**INSTRUCTIONS TO FOLLOW:** Reproduce every one of the rows below word for word, and leave the picture out of your output.

**RECORDS SHOWN:**
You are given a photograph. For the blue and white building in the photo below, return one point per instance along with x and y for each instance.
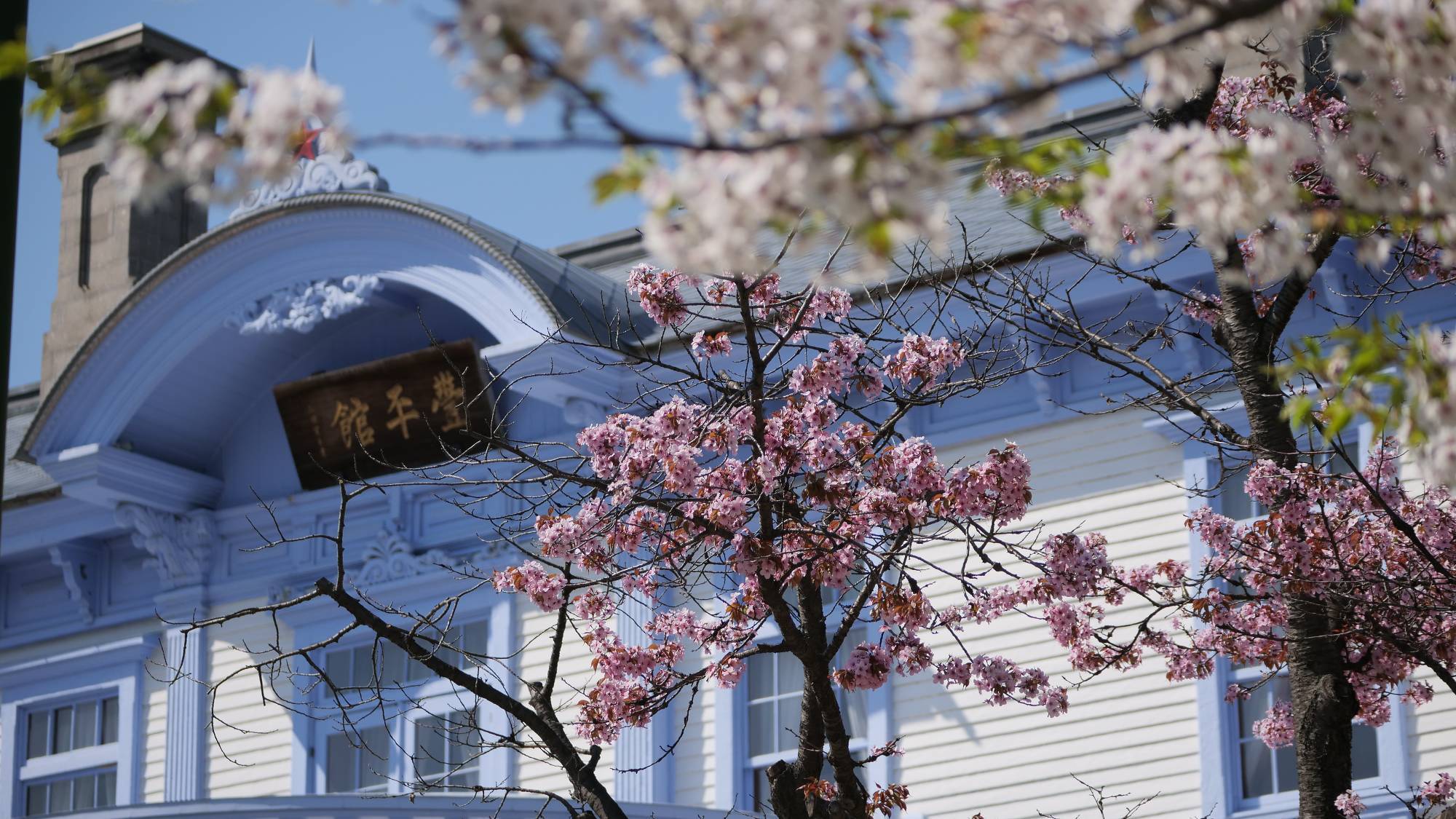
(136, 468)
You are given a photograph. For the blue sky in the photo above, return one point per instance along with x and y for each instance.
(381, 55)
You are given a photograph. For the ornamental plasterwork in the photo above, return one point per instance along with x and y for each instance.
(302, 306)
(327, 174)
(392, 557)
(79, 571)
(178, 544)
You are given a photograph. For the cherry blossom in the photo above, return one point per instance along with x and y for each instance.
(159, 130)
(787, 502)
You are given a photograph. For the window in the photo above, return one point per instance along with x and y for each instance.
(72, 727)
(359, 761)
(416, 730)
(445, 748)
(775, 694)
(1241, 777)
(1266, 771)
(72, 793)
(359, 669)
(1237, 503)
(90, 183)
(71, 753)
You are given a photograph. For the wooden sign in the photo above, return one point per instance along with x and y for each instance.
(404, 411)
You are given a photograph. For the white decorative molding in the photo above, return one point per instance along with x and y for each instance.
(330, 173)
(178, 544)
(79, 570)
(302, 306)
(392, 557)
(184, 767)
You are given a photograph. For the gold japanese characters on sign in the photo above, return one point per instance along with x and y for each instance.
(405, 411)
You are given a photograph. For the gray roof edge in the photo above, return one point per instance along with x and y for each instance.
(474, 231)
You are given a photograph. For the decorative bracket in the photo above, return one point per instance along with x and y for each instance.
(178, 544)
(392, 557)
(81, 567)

**SOLUTION TO THE EXERCISE:**
You are given a photograph. For the blue and white building in the photo below, return one point per instance along with x and y for each instance.
(136, 468)
You are given a photograph. For the blue sky in the photo above, return one point per instance along with x and y for each instance.
(381, 55)
You are given a photograph. For the ornamental plasterwork in the photo above, return one point per instance along with x and y for each instance.
(302, 306)
(327, 174)
(392, 557)
(79, 571)
(178, 544)
You are given a photograph. For the cherry blossom in the photo above, return one point per instance along with x and y for each instance.
(159, 130)
(787, 502)
You are given a photograph. For the window in the photo above, return one point per instance along with x and y for each instance.
(72, 727)
(359, 761)
(416, 730)
(445, 748)
(775, 694)
(1241, 777)
(1266, 771)
(72, 793)
(359, 669)
(1237, 503)
(90, 183)
(71, 753)
You are given a photograph. For the wooden sign in the photo above, return one point per instance along with x and y for each instance.
(404, 411)
You are given a photograph. For the white decorative molding in the photo above, return one point per instance along with x and y for each instance.
(330, 173)
(178, 544)
(79, 570)
(302, 306)
(392, 557)
(184, 767)
You are given a photograph. For the gold japanese characters on sign in the photo above, return one point per instance along with x and y for each instance.
(405, 411)
You are given a photograph. For the gray roof edge in the photo above, return one point per instance along with x and y for each instance.
(474, 231)
You are given a photograph. For the decorative bracket in the photo above, return one point per instance along with x and y for each instance.
(178, 544)
(392, 557)
(81, 567)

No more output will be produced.